▸ **EXERCISE GOAL**:
Please reproduce, word for word, everything from the line containing "[pin] mossy ground -- one per line" down to the last line of the records below.

▸ **RECORDS SHOWN**:
....

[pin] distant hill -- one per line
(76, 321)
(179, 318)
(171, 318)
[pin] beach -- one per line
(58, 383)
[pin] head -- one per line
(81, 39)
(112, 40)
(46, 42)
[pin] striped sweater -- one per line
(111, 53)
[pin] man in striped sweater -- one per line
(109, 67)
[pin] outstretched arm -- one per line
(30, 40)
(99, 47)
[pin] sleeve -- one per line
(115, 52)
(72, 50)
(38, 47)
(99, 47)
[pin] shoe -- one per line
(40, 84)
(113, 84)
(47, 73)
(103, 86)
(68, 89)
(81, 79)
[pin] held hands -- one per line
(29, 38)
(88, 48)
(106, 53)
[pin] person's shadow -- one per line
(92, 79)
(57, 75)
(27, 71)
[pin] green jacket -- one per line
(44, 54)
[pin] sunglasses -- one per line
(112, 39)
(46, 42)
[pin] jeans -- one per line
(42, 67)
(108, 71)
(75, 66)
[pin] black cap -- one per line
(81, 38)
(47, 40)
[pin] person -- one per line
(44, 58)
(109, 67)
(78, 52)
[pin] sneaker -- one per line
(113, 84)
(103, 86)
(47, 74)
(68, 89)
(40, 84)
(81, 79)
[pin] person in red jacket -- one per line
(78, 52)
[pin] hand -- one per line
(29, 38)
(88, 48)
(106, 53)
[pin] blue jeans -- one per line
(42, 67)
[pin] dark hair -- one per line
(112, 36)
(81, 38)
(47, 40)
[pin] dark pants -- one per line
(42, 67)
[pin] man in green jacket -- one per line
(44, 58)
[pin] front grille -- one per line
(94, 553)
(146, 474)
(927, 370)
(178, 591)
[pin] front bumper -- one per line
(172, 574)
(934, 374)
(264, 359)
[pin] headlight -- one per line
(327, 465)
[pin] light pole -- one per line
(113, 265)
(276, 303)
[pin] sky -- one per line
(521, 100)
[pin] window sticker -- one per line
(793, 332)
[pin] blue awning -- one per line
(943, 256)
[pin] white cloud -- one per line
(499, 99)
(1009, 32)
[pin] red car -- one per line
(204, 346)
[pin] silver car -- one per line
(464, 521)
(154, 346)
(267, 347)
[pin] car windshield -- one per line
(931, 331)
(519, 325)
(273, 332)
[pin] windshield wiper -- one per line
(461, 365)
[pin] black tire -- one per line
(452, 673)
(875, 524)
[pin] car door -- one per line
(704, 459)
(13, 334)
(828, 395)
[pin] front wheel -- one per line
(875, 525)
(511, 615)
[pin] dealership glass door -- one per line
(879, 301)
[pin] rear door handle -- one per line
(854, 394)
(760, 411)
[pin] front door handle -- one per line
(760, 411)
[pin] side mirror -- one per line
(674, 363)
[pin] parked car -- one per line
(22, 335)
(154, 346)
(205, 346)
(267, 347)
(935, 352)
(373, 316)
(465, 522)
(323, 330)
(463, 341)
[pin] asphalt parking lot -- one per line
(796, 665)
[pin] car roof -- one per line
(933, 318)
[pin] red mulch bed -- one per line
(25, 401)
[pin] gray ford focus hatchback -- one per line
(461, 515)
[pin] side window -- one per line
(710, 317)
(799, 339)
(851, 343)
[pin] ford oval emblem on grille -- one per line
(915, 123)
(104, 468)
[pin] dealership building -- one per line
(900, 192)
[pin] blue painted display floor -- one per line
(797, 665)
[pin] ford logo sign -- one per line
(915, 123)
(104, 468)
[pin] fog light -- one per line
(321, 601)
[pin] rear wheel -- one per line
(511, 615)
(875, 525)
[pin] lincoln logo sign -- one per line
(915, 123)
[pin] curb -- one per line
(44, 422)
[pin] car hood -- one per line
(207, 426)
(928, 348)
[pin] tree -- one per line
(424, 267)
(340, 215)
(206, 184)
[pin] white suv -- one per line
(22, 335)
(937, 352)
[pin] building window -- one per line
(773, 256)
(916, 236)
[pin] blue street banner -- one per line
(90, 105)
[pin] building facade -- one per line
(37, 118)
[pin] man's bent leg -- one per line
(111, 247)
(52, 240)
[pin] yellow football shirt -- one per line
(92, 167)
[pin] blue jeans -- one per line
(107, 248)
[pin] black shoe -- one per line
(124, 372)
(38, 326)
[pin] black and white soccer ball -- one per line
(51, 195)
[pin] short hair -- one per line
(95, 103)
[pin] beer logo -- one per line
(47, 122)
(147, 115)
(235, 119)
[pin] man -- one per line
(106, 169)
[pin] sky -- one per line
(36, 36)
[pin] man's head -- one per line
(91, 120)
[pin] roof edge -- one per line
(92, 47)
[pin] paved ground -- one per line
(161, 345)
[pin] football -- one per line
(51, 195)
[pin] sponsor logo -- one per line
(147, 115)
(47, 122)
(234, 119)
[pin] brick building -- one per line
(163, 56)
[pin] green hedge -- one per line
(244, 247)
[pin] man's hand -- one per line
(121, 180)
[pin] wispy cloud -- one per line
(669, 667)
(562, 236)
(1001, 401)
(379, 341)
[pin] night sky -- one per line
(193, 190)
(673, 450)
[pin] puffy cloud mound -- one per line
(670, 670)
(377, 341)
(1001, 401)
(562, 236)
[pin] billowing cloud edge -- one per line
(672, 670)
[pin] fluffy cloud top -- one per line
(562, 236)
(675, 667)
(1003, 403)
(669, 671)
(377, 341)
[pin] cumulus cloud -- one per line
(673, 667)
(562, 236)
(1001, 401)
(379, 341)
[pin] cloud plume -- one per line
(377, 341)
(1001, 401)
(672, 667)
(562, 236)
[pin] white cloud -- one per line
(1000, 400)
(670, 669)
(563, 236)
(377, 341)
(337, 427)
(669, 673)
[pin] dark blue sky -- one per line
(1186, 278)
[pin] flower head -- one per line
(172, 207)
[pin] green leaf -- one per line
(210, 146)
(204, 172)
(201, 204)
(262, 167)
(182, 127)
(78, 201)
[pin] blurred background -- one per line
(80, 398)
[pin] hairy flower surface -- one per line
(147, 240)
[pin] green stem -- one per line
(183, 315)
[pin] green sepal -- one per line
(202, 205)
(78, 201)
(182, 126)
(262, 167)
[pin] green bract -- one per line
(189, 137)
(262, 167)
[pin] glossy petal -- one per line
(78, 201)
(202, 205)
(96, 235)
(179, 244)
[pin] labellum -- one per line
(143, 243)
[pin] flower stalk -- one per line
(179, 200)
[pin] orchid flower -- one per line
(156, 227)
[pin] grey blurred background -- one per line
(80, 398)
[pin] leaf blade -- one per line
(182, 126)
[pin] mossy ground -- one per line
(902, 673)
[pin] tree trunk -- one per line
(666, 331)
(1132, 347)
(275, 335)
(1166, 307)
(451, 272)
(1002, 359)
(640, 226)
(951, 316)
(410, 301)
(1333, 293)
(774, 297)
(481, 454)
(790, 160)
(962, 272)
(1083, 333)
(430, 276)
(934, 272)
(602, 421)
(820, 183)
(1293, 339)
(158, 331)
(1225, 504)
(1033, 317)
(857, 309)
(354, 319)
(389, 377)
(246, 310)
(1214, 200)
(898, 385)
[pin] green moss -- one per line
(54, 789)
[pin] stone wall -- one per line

....

▸ **COMPLETE RESPONSE**:
[pin] mossy ground -- one per line
(902, 673)
[pin] tree trunk -- one per line
(666, 331)
(1132, 347)
(275, 335)
(1166, 307)
(451, 272)
(1002, 359)
(640, 226)
(951, 316)
(410, 301)
(1333, 293)
(774, 297)
(481, 454)
(790, 160)
(962, 272)
(1083, 333)
(430, 276)
(934, 272)
(602, 421)
(820, 183)
(1293, 339)
(158, 331)
(1225, 504)
(1033, 317)
(857, 309)
(354, 319)
(389, 377)
(246, 310)
(1214, 200)
(898, 385)
[pin] green moss -- one per line
(54, 789)
[pin] stone wall -- one per line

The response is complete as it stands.